== SHORT PROBLEM ==
List every line of the records below that contains the string "spire", matching case exactly.

::: LISTED RECORDS :::

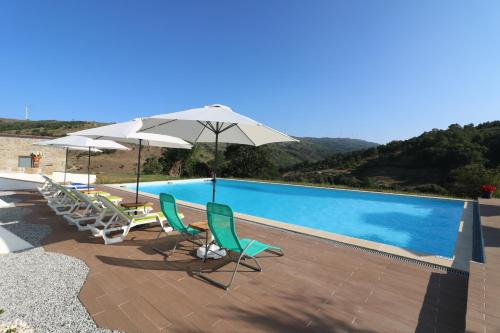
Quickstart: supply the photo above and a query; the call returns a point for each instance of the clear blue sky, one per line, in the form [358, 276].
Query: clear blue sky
[376, 70]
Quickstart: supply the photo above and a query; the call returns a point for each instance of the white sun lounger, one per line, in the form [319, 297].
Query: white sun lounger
[118, 226]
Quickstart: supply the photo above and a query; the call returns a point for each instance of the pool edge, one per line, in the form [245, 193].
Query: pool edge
[459, 261]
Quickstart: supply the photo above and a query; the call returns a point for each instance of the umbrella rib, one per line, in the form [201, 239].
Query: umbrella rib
[157, 125]
[227, 127]
[253, 143]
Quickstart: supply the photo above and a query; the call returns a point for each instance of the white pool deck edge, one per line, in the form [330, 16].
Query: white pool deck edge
[463, 248]
[10, 242]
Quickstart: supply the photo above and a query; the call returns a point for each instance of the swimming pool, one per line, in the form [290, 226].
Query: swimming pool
[424, 225]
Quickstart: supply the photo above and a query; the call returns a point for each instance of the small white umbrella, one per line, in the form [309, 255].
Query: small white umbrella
[84, 142]
[67, 148]
[214, 123]
[128, 132]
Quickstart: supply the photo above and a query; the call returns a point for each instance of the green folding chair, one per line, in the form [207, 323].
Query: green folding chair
[221, 224]
[169, 209]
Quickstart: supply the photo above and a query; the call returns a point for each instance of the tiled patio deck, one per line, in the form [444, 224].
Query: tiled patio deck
[483, 308]
[316, 287]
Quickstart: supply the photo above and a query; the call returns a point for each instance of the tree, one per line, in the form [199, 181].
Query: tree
[249, 162]
[183, 163]
[152, 166]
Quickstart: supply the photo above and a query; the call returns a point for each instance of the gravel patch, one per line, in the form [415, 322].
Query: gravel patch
[41, 288]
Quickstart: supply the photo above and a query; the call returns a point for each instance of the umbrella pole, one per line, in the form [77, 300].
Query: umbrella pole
[138, 172]
[65, 165]
[88, 172]
[216, 158]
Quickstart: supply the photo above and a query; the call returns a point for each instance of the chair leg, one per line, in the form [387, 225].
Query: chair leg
[258, 268]
[164, 253]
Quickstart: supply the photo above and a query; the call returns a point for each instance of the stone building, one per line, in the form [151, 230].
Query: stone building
[16, 155]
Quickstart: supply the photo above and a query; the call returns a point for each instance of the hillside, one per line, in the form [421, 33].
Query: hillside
[44, 127]
[454, 161]
[284, 155]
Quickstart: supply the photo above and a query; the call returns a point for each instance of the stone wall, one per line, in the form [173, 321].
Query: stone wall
[11, 147]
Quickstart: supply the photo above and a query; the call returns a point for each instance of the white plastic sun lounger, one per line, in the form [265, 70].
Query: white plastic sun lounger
[92, 214]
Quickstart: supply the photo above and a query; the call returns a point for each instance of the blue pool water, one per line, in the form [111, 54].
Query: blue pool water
[420, 224]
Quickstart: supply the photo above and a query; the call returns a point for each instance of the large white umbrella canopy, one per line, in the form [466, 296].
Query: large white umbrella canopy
[85, 143]
[214, 123]
[128, 132]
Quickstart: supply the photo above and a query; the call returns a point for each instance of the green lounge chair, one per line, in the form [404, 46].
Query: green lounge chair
[174, 218]
[221, 223]
[121, 221]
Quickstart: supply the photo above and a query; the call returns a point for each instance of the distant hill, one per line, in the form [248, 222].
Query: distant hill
[310, 149]
[284, 155]
[44, 127]
[454, 161]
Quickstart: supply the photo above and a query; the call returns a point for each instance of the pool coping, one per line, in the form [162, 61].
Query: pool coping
[460, 260]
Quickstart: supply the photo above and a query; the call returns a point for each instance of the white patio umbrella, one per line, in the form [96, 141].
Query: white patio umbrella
[127, 132]
[215, 123]
[67, 148]
[88, 143]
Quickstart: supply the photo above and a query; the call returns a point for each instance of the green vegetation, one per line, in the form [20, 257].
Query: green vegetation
[455, 161]
[44, 127]
[118, 178]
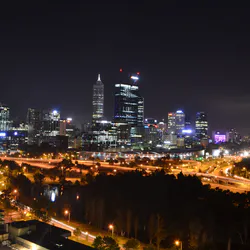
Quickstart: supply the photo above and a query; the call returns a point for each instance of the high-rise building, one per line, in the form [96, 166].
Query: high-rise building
[201, 126]
[188, 124]
[234, 136]
[98, 100]
[129, 105]
[171, 123]
[51, 122]
[129, 111]
[4, 118]
[179, 121]
[34, 125]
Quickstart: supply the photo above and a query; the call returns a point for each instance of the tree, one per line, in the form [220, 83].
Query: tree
[136, 222]
[132, 244]
[77, 232]
[160, 231]
[128, 220]
[105, 243]
[151, 228]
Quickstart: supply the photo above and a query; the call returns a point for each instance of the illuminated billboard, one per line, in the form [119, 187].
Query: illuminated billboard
[219, 138]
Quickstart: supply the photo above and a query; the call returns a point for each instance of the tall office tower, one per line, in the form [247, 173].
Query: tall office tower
[234, 136]
[179, 121]
[188, 124]
[129, 105]
[98, 100]
[50, 122]
[4, 118]
[201, 126]
[34, 125]
[171, 123]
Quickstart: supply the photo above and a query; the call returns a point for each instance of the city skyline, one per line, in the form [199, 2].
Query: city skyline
[188, 56]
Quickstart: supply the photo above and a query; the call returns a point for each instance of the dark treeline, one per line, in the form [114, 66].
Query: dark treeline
[160, 208]
[157, 208]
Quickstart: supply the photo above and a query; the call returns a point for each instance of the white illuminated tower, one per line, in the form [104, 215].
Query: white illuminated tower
[98, 100]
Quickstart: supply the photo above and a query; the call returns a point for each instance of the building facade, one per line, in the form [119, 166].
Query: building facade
[129, 105]
[98, 100]
[33, 121]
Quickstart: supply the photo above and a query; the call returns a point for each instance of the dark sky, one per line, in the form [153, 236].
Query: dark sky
[191, 56]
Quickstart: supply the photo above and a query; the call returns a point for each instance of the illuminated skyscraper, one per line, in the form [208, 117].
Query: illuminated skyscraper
[4, 118]
[50, 122]
[201, 126]
[179, 121]
[171, 123]
[129, 110]
[98, 100]
[129, 105]
[34, 125]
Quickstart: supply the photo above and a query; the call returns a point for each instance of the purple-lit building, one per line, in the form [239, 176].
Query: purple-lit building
[219, 137]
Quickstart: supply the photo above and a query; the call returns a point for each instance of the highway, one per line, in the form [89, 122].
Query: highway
[213, 175]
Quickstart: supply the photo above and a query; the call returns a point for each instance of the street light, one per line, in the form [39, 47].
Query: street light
[111, 227]
[178, 243]
[67, 213]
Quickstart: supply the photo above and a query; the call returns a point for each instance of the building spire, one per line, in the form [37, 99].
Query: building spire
[99, 78]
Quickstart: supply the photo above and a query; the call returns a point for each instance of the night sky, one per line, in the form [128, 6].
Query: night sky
[193, 57]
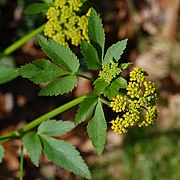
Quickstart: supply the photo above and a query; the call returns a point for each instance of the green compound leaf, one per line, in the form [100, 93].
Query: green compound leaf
[96, 32]
[86, 108]
[59, 54]
[59, 86]
[64, 155]
[115, 51]
[1, 153]
[41, 71]
[97, 129]
[90, 55]
[7, 74]
[100, 85]
[36, 8]
[113, 89]
[55, 128]
[32, 143]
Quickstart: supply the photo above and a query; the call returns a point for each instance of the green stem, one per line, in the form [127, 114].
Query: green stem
[86, 77]
[18, 133]
[20, 42]
[105, 102]
[21, 163]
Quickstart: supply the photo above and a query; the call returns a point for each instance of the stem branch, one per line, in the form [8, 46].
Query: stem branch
[21, 163]
[20, 42]
[18, 133]
[86, 77]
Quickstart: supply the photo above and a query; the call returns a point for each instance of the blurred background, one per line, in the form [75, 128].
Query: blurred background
[153, 31]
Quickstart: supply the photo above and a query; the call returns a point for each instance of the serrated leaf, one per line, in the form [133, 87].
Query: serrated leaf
[59, 54]
[115, 51]
[7, 74]
[32, 143]
[65, 155]
[86, 108]
[90, 55]
[100, 85]
[96, 32]
[55, 128]
[41, 71]
[1, 153]
[36, 8]
[113, 89]
[97, 129]
[59, 86]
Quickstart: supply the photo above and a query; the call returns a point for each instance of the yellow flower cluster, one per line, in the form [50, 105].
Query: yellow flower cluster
[138, 106]
[64, 24]
[109, 71]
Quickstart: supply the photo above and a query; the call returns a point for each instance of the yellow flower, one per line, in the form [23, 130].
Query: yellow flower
[64, 24]
[139, 99]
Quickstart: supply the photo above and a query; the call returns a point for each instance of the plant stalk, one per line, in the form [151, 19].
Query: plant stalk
[21, 163]
[20, 132]
[20, 42]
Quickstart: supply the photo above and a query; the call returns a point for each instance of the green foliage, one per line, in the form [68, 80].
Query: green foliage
[57, 151]
[65, 155]
[113, 89]
[59, 86]
[7, 74]
[86, 108]
[115, 51]
[1, 153]
[100, 85]
[90, 55]
[32, 143]
[55, 128]
[42, 71]
[97, 129]
[96, 33]
[36, 8]
[59, 54]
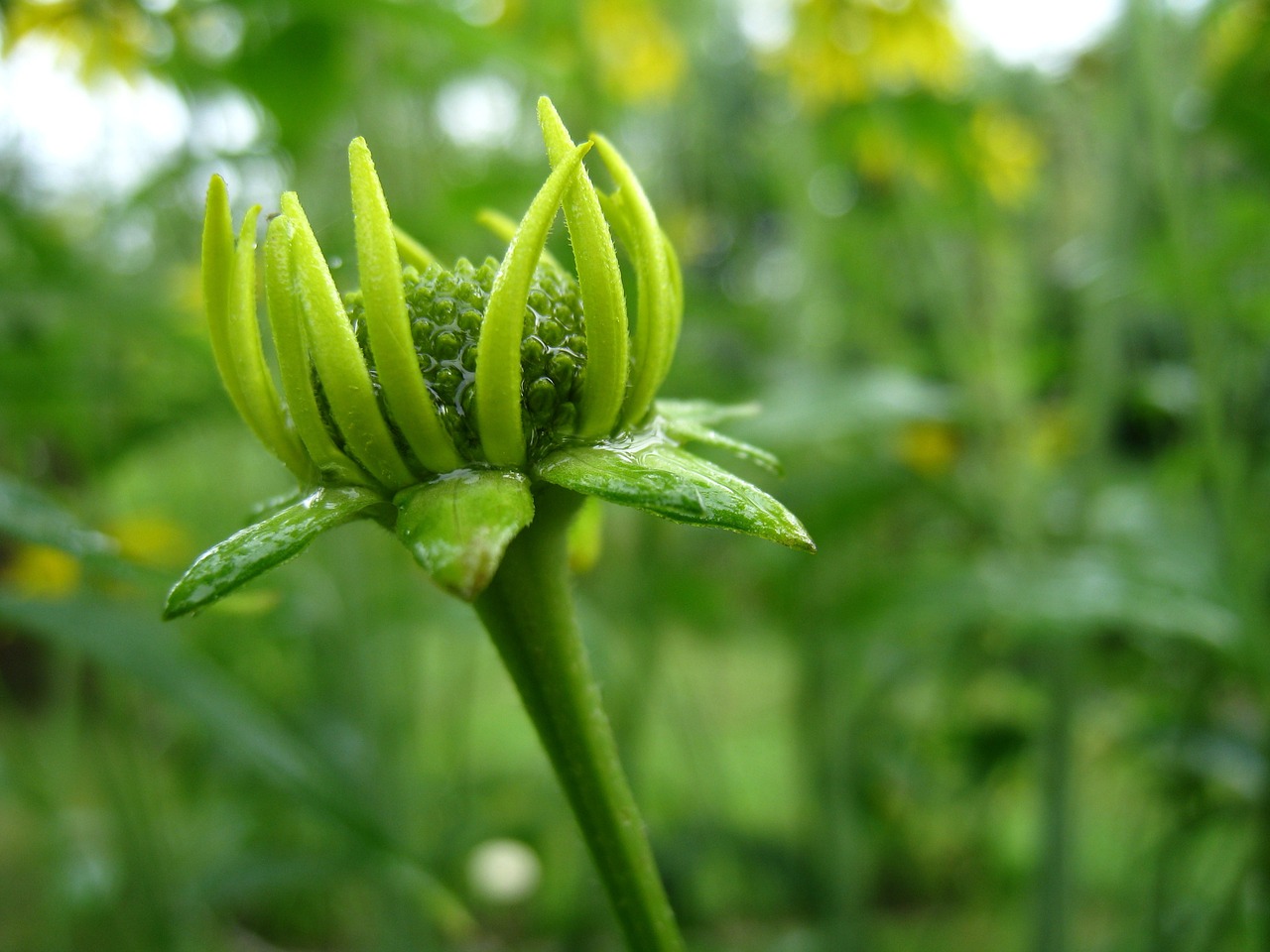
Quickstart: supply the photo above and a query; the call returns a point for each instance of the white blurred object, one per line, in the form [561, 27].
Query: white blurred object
[503, 871]
[1046, 33]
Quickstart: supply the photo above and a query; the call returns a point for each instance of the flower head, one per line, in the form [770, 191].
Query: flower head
[439, 402]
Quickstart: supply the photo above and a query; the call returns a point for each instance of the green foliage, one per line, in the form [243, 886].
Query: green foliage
[1008, 333]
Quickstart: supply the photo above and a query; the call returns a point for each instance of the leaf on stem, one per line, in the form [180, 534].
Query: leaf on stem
[458, 526]
[649, 471]
[498, 350]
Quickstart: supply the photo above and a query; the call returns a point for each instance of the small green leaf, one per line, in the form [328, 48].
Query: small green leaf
[388, 320]
[651, 472]
[458, 526]
[603, 303]
[334, 352]
[262, 546]
[703, 412]
[293, 350]
[498, 350]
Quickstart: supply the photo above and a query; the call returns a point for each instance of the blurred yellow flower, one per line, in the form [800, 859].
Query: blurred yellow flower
[846, 51]
[154, 540]
[42, 571]
[107, 35]
[638, 54]
[928, 447]
[1007, 154]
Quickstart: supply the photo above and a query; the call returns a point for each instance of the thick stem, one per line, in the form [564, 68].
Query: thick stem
[529, 612]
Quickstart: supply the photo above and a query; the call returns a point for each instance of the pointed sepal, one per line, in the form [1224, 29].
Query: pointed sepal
[689, 422]
[658, 284]
[603, 303]
[266, 544]
[458, 526]
[334, 352]
[291, 347]
[651, 471]
[388, 321]
[498, 350]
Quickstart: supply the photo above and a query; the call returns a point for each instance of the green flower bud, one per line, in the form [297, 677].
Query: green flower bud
[437, 400]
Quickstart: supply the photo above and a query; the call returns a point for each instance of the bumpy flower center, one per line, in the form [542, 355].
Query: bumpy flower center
[445, 311]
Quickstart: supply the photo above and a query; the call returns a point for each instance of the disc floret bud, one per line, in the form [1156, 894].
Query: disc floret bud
[440, 400]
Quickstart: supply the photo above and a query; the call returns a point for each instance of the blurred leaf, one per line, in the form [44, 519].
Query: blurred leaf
[146, 653]
[28, 515]
[1091, 589]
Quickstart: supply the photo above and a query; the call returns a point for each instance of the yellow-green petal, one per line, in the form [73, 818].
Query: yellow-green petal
[656, 320]
[388, 320]
[504, 227]
[334, 352]
[291, 348]
[229, 289]
[603, 304]
[498, 350]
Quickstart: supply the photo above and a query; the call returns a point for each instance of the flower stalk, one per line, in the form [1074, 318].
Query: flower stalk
[529, 613]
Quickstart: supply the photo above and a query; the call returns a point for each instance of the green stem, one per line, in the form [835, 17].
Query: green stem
[529, 612]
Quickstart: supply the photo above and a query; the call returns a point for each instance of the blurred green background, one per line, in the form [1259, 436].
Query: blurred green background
[1008, 327]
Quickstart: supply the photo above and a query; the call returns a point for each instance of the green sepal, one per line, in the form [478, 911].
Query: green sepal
[335, 354]
[498, 349]
[388, 320]
[229, 293]
[504, 227]
[599, 280]
[458, 526]
[266, 544]
[657, 284]
[648, 470]
[705, 413]
[293, 349]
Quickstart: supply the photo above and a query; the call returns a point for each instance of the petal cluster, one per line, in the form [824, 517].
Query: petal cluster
[352, 416]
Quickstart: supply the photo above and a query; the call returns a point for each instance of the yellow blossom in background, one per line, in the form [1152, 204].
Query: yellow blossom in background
[42, 571]
[1232, 35]
[151, 540]
[1007, 154]
[884, 153]
[847, 51]
[107, 35]
[928, 447]
[639, 56]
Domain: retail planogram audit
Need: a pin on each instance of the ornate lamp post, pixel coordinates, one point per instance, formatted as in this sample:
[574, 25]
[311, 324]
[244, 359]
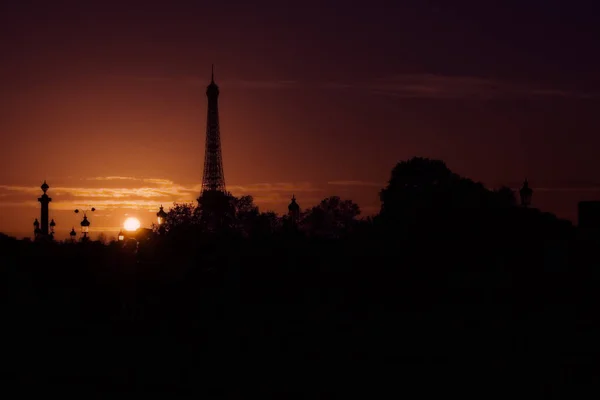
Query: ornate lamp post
[52, 225]
[294, 211]
[525, 194]
[36, 229]
[161, 216]
[73, 234]
[85, 223]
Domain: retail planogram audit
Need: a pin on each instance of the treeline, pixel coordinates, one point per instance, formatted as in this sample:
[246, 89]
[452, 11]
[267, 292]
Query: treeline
[451, 288]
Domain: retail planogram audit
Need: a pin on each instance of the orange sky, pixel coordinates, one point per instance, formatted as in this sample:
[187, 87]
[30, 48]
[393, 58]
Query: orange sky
[315, 101]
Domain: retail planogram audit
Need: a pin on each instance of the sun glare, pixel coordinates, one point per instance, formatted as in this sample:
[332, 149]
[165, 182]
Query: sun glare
[131, 224]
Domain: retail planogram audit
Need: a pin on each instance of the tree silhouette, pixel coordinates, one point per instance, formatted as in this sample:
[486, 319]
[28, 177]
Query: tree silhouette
[332, 217]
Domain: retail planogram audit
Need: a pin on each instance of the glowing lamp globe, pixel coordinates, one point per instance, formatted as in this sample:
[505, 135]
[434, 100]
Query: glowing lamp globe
[131, 224]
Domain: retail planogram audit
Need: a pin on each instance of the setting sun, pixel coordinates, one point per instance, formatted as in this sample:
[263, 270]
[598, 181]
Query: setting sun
[131, 224]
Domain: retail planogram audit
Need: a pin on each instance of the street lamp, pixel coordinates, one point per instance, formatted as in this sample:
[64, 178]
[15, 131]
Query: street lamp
[161, 215]
[36, 228]
[73, 234]
[525, 194]
[52, 225]
[85, 224]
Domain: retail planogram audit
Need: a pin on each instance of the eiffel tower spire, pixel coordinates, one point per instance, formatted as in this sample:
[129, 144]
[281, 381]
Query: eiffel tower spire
[213, 178]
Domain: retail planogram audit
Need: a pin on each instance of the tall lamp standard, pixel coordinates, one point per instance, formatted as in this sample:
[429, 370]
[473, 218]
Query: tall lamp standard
[85, 223]
[161, 216]
[52, 225]
[73, 234]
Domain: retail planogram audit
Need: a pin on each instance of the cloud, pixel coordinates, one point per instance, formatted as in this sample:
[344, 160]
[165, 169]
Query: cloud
[418, 86]
[146, 194]
[432, 86]
[111, 178]
[356, 183]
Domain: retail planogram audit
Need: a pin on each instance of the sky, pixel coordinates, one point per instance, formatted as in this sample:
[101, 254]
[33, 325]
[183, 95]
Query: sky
[106, 101]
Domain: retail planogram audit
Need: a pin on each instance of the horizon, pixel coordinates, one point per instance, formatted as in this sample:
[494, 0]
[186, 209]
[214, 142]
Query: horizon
[109, 105]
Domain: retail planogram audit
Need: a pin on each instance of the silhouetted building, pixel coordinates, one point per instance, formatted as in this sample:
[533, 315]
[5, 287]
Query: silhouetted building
[213, 178]
[44, 201]
[525, 193]
[294, 210]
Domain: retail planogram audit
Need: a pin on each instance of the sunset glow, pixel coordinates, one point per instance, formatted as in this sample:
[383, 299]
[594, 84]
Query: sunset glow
[131, 224]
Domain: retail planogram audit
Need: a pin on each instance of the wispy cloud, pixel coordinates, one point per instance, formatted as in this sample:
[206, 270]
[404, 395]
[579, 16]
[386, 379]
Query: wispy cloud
[146, 193]
[418, 86]
[432, 86]
[355, 183]
[111, 178]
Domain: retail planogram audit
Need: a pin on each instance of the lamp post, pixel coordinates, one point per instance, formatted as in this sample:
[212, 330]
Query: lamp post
[36, 229]
[73, 234]
[85, 223]
[161, 216]
[52, 225]
[525, 194]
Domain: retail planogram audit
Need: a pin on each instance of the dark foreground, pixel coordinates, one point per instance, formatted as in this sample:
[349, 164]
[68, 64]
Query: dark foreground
[301, 318]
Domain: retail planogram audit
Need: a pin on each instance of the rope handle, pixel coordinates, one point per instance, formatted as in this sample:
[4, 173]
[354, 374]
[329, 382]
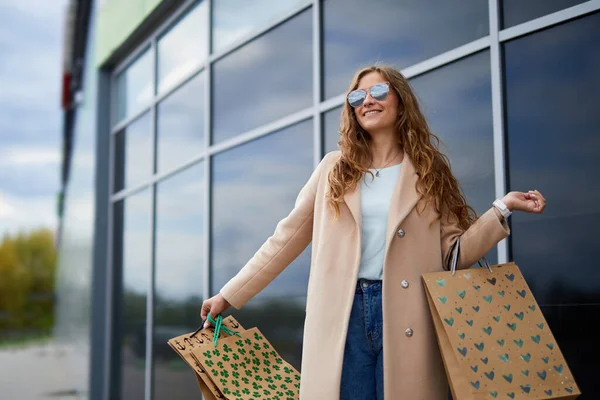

:::

== EXERCISE OUTPUT ==
Quickstart: supply the photo above and a query; the call returns a point for each instance of the building spire, one per line, in the form [37, 99].
Query: building spire
Need: a pin on each instance of the eiffel tower spire, pixel coordinates, one point per instance, formatted as in this sample:
Query: eiffel tower spire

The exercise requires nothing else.